- **Set problem**:
Copy the listing below verbatim from its first line to its last, leaving out the pictures.

Point placement listing
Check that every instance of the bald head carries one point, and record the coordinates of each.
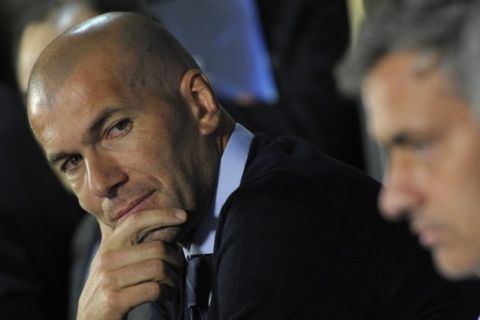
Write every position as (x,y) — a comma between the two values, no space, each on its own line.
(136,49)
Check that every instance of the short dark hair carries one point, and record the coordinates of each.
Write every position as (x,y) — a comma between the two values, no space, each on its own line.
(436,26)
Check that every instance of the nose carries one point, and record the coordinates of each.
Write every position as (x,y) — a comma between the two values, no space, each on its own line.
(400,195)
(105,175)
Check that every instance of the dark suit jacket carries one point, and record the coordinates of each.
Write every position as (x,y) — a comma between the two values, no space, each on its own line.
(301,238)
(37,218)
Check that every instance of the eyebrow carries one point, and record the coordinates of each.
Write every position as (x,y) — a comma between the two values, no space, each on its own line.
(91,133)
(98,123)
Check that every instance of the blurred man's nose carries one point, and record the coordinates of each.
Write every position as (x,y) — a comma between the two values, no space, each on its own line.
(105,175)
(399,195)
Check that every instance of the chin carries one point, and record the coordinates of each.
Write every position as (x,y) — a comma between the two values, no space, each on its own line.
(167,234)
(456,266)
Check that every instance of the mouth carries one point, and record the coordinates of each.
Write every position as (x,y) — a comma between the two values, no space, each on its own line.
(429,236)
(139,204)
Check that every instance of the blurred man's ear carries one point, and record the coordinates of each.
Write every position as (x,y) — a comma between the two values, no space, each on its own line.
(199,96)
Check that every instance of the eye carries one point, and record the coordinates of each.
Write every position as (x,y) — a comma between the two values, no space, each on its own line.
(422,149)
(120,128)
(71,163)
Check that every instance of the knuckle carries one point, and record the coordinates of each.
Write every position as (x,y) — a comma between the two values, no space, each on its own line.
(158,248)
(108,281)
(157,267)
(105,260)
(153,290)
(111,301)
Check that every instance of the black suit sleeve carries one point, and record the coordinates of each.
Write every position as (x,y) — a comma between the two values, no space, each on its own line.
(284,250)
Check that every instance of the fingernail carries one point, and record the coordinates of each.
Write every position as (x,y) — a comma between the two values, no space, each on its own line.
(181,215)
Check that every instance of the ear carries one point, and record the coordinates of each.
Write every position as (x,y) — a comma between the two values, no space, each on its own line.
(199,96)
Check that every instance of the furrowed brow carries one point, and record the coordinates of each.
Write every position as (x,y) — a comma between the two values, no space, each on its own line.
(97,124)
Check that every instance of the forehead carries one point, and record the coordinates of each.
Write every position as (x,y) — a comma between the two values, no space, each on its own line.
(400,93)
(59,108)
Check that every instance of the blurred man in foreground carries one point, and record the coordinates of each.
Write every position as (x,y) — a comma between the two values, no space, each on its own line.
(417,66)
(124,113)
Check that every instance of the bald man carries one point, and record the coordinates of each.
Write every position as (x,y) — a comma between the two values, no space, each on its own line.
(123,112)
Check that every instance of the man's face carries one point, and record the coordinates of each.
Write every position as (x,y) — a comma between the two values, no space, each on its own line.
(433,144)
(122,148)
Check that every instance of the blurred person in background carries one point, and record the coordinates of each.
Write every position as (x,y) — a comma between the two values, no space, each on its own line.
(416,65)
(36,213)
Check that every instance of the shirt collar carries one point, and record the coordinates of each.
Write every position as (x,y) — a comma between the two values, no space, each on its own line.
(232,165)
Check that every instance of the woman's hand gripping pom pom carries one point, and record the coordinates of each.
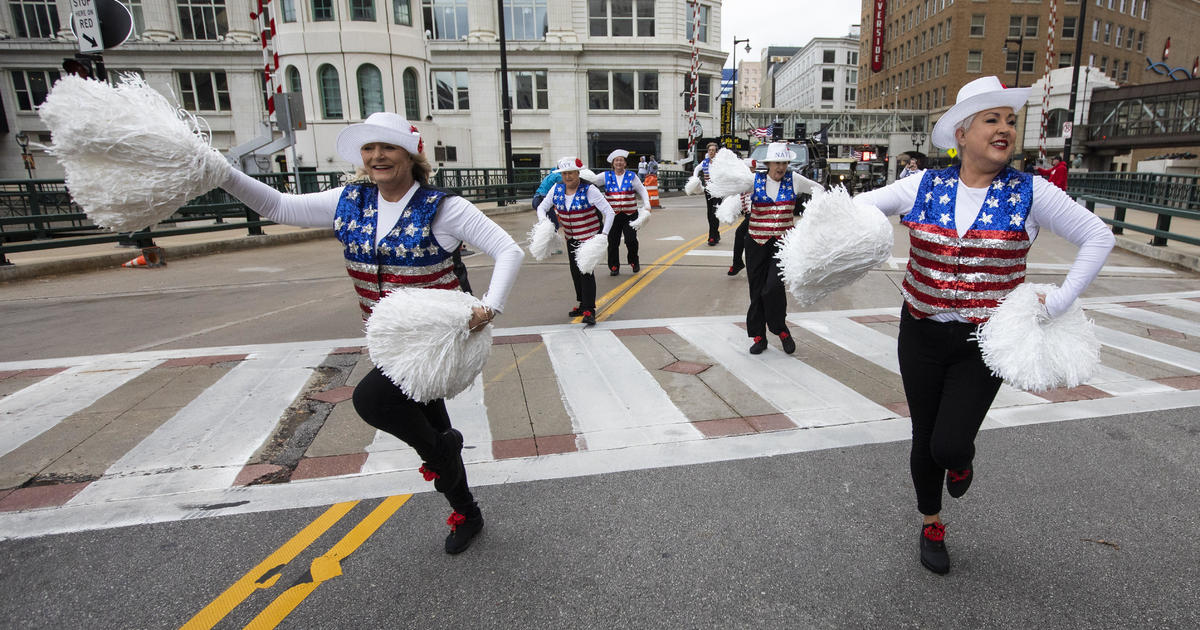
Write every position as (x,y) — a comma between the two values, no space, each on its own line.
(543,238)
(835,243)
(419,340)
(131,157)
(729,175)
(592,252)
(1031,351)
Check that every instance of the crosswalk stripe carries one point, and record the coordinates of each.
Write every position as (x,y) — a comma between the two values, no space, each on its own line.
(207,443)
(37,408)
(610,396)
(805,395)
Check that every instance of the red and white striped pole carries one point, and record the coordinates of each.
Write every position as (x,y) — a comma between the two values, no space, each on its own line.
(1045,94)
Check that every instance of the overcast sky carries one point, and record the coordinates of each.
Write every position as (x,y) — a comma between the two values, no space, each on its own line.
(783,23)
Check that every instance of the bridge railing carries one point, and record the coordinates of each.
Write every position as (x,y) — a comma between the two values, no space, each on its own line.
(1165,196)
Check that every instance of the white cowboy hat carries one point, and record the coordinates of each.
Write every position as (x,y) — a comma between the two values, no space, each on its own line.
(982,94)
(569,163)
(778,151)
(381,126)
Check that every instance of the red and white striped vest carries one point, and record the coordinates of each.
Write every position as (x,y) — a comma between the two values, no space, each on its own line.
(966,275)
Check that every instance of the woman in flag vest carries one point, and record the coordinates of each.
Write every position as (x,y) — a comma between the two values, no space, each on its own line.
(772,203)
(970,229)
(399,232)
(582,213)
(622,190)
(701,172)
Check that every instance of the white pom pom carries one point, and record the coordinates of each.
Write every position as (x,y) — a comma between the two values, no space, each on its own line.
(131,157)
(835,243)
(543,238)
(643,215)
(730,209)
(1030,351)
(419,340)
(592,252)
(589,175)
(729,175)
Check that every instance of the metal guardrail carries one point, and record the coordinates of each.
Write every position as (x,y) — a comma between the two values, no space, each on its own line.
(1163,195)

- **Problem solution**:
Check that every instance of the bald head carries one point, and record the coordinates of each.
Write every position as (x,y) — a comma between the two values, no space, each on its own line.
(136,49)
Check that every instance of the short dark hair carries one point, and record the coordinates of each.
Write every position as (x,y) — a comma between the two values, no space, each on its own line.
(436,26)
Check that every instance of the nose carries one point, and record the coordinates of each.
Write every position as (x,y) — a comma between the two values, no space, each on its own line.
(400,195)
(105,175)
Check that every instance of the dark suit jacket carries one point, and record the coordinates of each.
Write every position as (x,y) — a comma between the two values, no space, each on its own line.
(301,238)
(37,218)
Check that every instance of the eyebrow carries one point, and record the coordinates of each.
Write every position as (x,y) — a comma between the two values, no space, each on its own line.
(91,133)
(98,123)
Check that every instance of the blurred man's nose carries one point, and record the coordinates of each.
Write every position as (x,y) — a comma between the two values, no space, each on its own line.
(105,175)
(399,195)
Check that every instance of the chin carries one point, and record the coordinates of each.
Write every position as (x,y) — a comma between the two values, no space, each on its own line.
(167,234)
(456,266)
Check that every instance of the mouth carries one point, and record the coordinates of each.
Write every position as (x,y) — a comma between the two values, no space, each on its own line.
(429,236)
(139,204)
Check that every instance of the blurred man's ear carries one point, and record the coordinates of each.
Write every position as (x,y) — a comma between the two values, no space, each on its own line.
(199,96)
Check that every instance of the eye carries one point, and record the coordinates of each.
Write every position as (x,y) — a comma between the two values, no space, each on its own line.
(422,149)
(120,128)
(71,163)
Check that every instance of the knuckle carries one point, and record the coordinates of each.
Write every position as (x,y) — a comma between the two values, no space, each on its own line.
(158,248)
(108,281)
(157,267)
(105,260)
(153,290)
(111,301)
Check that every instance of the black suit sleeve carries one point, and record the coordinates of each.
Write every position as (x,y) — a comma between the two values, no space, each on its own line.
(284,250)
Check that every instance of the fingernail carries one point, and record the coordinates of each.
Write every position as (x,y) — a comma between the two values, no space, each on its own line.
(181,215)
Check that every instance of the ear carries one point, and record the coordinates of each.
Write every position as (x,y) — a comma between the two values, no space, each on its own line.
(199,96)
Check that every instance of the furrowed brow carries one point, and record the coordinates of each.
Write every position as (x,y) — a comma between the two values, no space, each on its own line.
(97,124)
Check that every instance of the forehead carries one point, and record the coordinates of each.
Write every position as (x,y) — a comma between the two values, no space, each on its own line.
(400,93)
(59,108)
Check that every instance of the blurred man in foreground carries one point, and record the coordinates of each.
Write every position as (x,y) — a comma between the two values, no space, each on its own line.
(417,66)
(124,113)
Check that every instance of the bald man carries one point, and record the coordinates of each.
Write every position as (x,y) — a comma between the two values, no space, each on its own line.
(123,112)
Check that every instance of the man's face carries one point, and record the coordinates of each.
Write every position as (x,y) — a comma between the two values, no space, each on its own line.
(433,144)
(122,148)
Check that every instance of the blurred person in background carries one point, and record the coordinates of each.
Write every position as (x,y) — a comma between the two values, no space, each on its own line.
(416,65)
(36,213)
Check that every instance of the shirt collar carries one point, and record the coordinates of each.
Write every position as (x,y) — a comma between the two values, no space, each on its own line.
(232,165)
Check that every instance of the woman's hand gripping pom pom carries one point, and record the coordinates of each.
Write every position as (x,y) — a comma between the two values, no space, each on its own line.
(543,238)
(835,243)
(419,340)
(131,157)
(729,175)
(592,252)
(1031,351)
Check that every instance of the crosswalk stripe carries one point, and record the coordinates of each.
Write every position as (x,y) — a comma between the two values, no space, each on its own line.
(207,443)
(37,408)
(610,396)
(805,395)
Check that every instance of the red and white striped pole carries one point, and record the coordinates of each.
Write every position as (x,y) — a comma between the two values, no space, each on its own line.
(1045,94)
Check that every instance of the overcast sky carries one point, and record the coordinates of each.
Write every position as (x,y) — a comma between the two values, no space, each on its own line.
(783,23)
Check that every instance of the bridge railing carries one point, and record the coordinates of each.
Write every position as (x,y) — a comma between the two values, no space, each on its own line.
(1165,196)
Check that every instance of the white cowboy hat carries one point, and record the coordinates of each.
Write every position as (x,y) — a comma between the two values, no space, each on its own line.
(982,94)
(569,163)
(778,151)
(381,126)
Check that every instance of the red and white striped vest carries one point, and record the coordinates of each.
Write every position as (x,y) — a comma between the two values, no space, each on its own line.
(966,275)
Check that every instance of the woman in flag vest carries one point, and record the coordinates of each.
Write every position as (x,y) — a comma between the two values, no space, each on its own line.
(772,203)
(970,229)
(399,232)
(582,213)
(622,190)
(701,172)
Check that every instance of the white pom pom carries one point, and record the coordinates of each.
Write every position as (x,y) — a comma between the two values, no space, each on its own line.
(131,157)
(835,243)
(543,238)
(643,215)
(730,209)
(1030,351)
(419,340)
(592,252)
(589,175)
(729,175)
Check that every instance of the metal guardrail carries one point, and record the coordinates of each.
Write every position as (x,y) — a comma between the two values, no space, each on its own line.
(1163,195)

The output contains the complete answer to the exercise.